• _TEXTE CITÉ_:
.....
Pétrole et gaz iraniens: la Chine aux aguets, face au retrait des USA
Publié le Par H24Info.ma avec AFP
La Chine, assoiffée d’hydrocarbures et premier partenaire commercial de Téhéran, pourrait ignorer les sanctions américaines et muscler ses investissements en Iran, au risque d’un coûteux bras de fer avec Washington.
Pour Pékin, l’accord nucléaire iranien de 2015, dont le géant asiatique est signataire et dont l’administration Trump s’est retirée avec fracas, s’accompagne d’intérêts économiques étroits.
Des entreprises chinoises étaient impliquées en juin 2017 dans au moins 33 milliards de dollars de projets d’infrastructures en Iran: une illustration de l’ambitieux programme économique des « Routes de la Soie » que déploie Pékin en Asie et au-delà.
Le régime communiste a accordé en septembre des lignes de crédit pour 10 milliards de dollars à cinq banques iraniennes pour des chantiers d’infrastructures. En mars, les deux pays s’entendaient pour une liaison ferroviaire désenclavant le port de Bouchehr.
Certes, le rétablissement par les Etats-Unis des sanctions contre Téhéran concerne toutes les entreprises ayant des activités en territoire américain ou opérant en dollars.
« Mais ces sanctions, en entraînant le retrait d’entreprises américaines, européennes ou japonaises, peuvent aussi élargir les opportunités des firmes chinoises », indique à l’AFP l’économiste d’une université pékinoise, Hu Xingdou.
Surtout, la manne d’hydrocarbures s’avère irrésistible pour le premier pays importateur de brut: l’Iran est le 5e fournisseur de pétrole de la Chine, où il exporte plus d’un quart de sa production.
Dopés par l’or noir, les échanges commerciaux sino-iraniens ont bondi de 20% en 2017, à 37 milliards de dollars.
.....
• _DONNÉES_:
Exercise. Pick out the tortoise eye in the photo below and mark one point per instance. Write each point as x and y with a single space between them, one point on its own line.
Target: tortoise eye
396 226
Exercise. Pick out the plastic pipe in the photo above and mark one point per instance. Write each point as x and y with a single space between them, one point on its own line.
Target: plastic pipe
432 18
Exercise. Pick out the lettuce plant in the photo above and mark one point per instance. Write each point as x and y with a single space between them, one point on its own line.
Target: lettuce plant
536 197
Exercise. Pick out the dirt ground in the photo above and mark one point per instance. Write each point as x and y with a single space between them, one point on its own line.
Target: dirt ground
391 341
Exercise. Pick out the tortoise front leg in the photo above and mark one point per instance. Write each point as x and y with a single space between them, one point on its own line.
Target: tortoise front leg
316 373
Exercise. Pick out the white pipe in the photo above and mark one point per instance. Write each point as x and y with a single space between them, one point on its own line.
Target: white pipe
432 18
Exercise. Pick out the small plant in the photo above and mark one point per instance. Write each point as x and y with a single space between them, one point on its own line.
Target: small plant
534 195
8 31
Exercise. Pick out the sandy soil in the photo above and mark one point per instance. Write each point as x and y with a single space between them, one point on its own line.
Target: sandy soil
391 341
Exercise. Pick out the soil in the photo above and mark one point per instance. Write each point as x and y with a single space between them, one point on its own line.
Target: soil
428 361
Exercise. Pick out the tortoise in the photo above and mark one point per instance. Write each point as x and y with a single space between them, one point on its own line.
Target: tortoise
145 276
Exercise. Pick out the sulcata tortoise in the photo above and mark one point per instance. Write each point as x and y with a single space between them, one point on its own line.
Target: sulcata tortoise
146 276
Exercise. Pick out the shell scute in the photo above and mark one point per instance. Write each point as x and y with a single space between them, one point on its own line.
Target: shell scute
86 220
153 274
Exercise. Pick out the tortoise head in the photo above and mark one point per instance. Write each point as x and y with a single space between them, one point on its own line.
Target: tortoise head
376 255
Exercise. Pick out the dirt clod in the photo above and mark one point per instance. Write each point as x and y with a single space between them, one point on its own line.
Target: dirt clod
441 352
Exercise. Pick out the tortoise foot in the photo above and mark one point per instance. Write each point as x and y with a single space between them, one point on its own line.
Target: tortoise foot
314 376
.....
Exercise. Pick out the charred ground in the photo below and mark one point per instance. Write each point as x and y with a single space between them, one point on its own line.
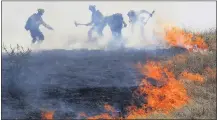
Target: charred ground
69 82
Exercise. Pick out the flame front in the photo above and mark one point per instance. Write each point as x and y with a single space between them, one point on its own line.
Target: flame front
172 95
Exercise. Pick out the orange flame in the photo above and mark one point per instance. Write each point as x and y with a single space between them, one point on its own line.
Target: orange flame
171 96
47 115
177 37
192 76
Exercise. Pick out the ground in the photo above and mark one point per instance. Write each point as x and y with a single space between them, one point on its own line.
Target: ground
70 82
.....
• _OBJECTIF_:
Rédigez, s'il vous plaît, la suite de l'article sur la Chine et les hydrocarbures iraniens, en reprenant juste après sa dernière phrase.

• _RÉSULTAT OBTENU_:
Recours au yuan
Le géant énergétique chinois CNPC est également engagé avec le français Total dans un contrat de 4,8 milliards de dollars pour développer la phase 11 du vaste champ gazier iranien Pars Sud.
Or, Total a reconnu mercredi qu’à moins d’une dérogation américaine, il « ne pourra pas continuer ce projet ». Le ministre iranien du Pétrole Bijan Namdar Zanganeh a aussitôt prévenu: si Total se retire, ses parts (50,1% du projet) seront allouées à CNPC.
« Vu les contentieux commerciaux et politiques sino-américains, la Chine sera réticente à se plier » aux sommations de Washington, a observé sur la chaîne CNBC Victor Shum, vice-président du cabinet IHS,
D’autant que le retrait d’acheteurs européens fera chuter le prix du brut iranien, le rendant plus attractif pour des importateurs asiatiques, ajoute-t-il.
Par ailleurs, Washington entend s’attaquer aux transactions en dollars: ce qu’un recours au yuan pourrait permettre de contourner.
« En 2012-2013, l’Iran a déjà ouvert des comptes dans les devises de certains pays achetant (son pétrole), devises qu’il utilisait pour importer des biens », relève Michael Cohen, analyste de Barclays.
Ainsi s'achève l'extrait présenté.